Data items:
▼

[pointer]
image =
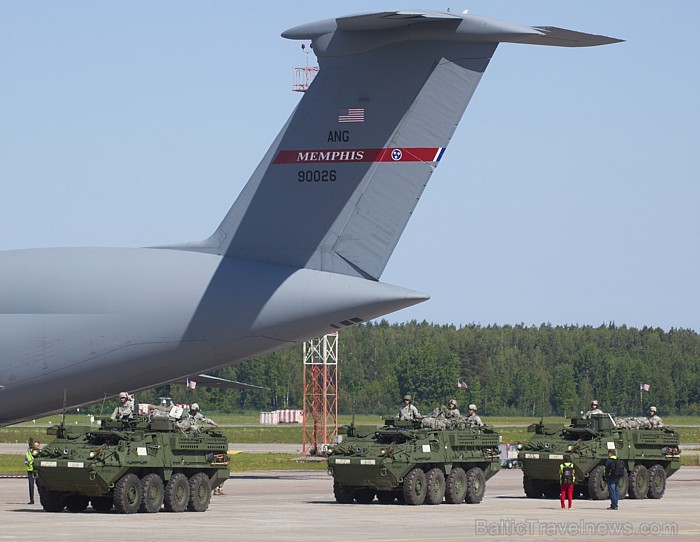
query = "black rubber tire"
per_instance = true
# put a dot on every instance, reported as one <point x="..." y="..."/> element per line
<point x="415" y="487"/>
<point x="533" y="488"/>
<point x="364" y="495"/>
<point x="152" y="493"/>
<point x="597" y="486"/>
<point x="435" y="492"/>
<point x="77" y="503"/>
<point x="639" y="482"/>
<point x="127" y="494"/>
<point x="386" y="497"/>
<point x="456" y="486"/>
<point x="476" y="485"/>
<point x="177" y="493"/>
<point x="200" y="493"/>
<point x="102" y="504"/>
<point x="52" y="501"/>
<point x="657" y="482"/>
<point x="343" y="494"/>
<point x="622" y="487"/>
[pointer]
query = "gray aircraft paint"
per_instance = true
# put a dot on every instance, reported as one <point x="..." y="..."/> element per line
<point x="298" y="255"/>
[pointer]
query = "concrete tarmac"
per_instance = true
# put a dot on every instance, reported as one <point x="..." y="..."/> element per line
<point x="284" y="506"/>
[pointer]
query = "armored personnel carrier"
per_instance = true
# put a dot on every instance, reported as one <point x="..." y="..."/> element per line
<point x="650" y="456"/>
<point x="404" y="460"/>
<point x="133" y="466"/>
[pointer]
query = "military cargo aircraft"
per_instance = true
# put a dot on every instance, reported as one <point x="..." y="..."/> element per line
<point x="302" y="249"/>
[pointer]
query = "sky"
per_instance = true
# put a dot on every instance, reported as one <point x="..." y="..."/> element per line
<point x="569" y="194"/>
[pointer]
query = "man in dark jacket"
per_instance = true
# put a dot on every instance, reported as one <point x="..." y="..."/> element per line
<point x="612" y="479"/>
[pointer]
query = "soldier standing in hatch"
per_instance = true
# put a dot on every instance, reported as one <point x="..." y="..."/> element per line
<point x="125" y="408"/>
<point x="473" y="419"/>
<point x="595" y="409"/>
<point x="196" y="416"/>
<point x="654" y="420"/>
<point x="452" y="410"/>
<point x="32" y="452"/>
<point x="408" y="411"/>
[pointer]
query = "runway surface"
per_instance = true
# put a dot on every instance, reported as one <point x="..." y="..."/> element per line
<point x="284" y="506"/>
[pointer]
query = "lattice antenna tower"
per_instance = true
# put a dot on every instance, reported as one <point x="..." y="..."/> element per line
<point x="304" y="76"/>
<point x="320" y="394"/>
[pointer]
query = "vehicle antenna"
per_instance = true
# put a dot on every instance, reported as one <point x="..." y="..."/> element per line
<point x="63" y="415"/>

▲

- _Set problem_
Output, exactly, all the records above; include no pictures.

- _Result of the task_
[pointer]
image =
query = "black rubber tire"
per_instance = true
# put a dot on every instance, reported as one <point x="..." y="..."/> element per line
<point x="415" y="487"/>
<point x="533" y="488"/>
<point x="364" y="495"/>
<point x="152" y="493"/>
<point x="597" y="486"/>
<point x="435" y="492"/>
<point x="77" y="503"/>
<point x="639" y="482"/>
<point x="127" y="494"/>
<point x="386" y="497"/>
<point x="456" y="486"/>
<point x="476" y="485"/>
<point x="177" y="493"/>
<point x="200" y="493"/>
<point x="102" y="504"/>
<point x="52" y="501"/>
<point x="657" y="482"/>
<point x="343" y="494"/>
<point x="622" y="487"/>
[pointer]
query = "gray aircraft paint"
per_instance = true
# put a dot on every instance, reported as one <point x="..." y="..."/> element per line
<point x="298" y="255"/>
[pointer]
query = "concrete tarmac"
per_instance = true
# put a dot on every instance, reported as one <point x="..." y="..."/> element per line
<point x="284" y="506"/>
[pointer]
query = "armored personnel carrier"
per_instance = true
# put a dot on every instance, reported as one <point x="..." y="..."/> element per line
<point x="650" y="456"/>
<point x="404" y="460"/>
<point x="133" y="466"/>
[pointer]
query = "military cargo aircraft"
per_instance = true
# put a dot on every instance, reported as one <point x="..." y="..."/> element per line
<point x="302" y="249"/>
[pointer]
query = "sky"
per_instance = true
# put a dot on every instance, reported as one <point x="..." y="..."/> element per line
<point x="569" y="194"/>
[pointer]
query = "man in dark jacket"
per_instance = true
# put a dot on every instance, reported as one <point x="..." y="..."/> element per line
<point x="612" y="479"/>
[pointer]
query = "soldier standing in hatch"
per_instance = true
# put a dot on every instance, reported as one <point x="..." y="..."/> element per line
<point x="125" y="408"/>
<point x="473" y="419"/>
<point x="595" y="409"/>
<point x="196" y="416"/>
<point x="654" y="420"/>
<point x="452" y="410"/>
<point x="32" y="452"/>
<point x="408" y="411"/>
[pointer]
query = "runway surface"
per_instance = true
# put a dot on every instance, reported as one <point x="..." y="..."/> element per line
<point x="284" y="506"/>
[pointer]
query = "lattice antenna tower"
per_instance = true
# put a dot on every instance, reported as one <point x="..." y="..."/> element per line
<point x="304" y="76"/>
<point x="320" y="394"/>
[pointer]
query = "vehicle antenna"
per_instance = true
# put a dot on every instance, reported as one <point x="..." y="..."/> element per line
<point x="63" y="415"/>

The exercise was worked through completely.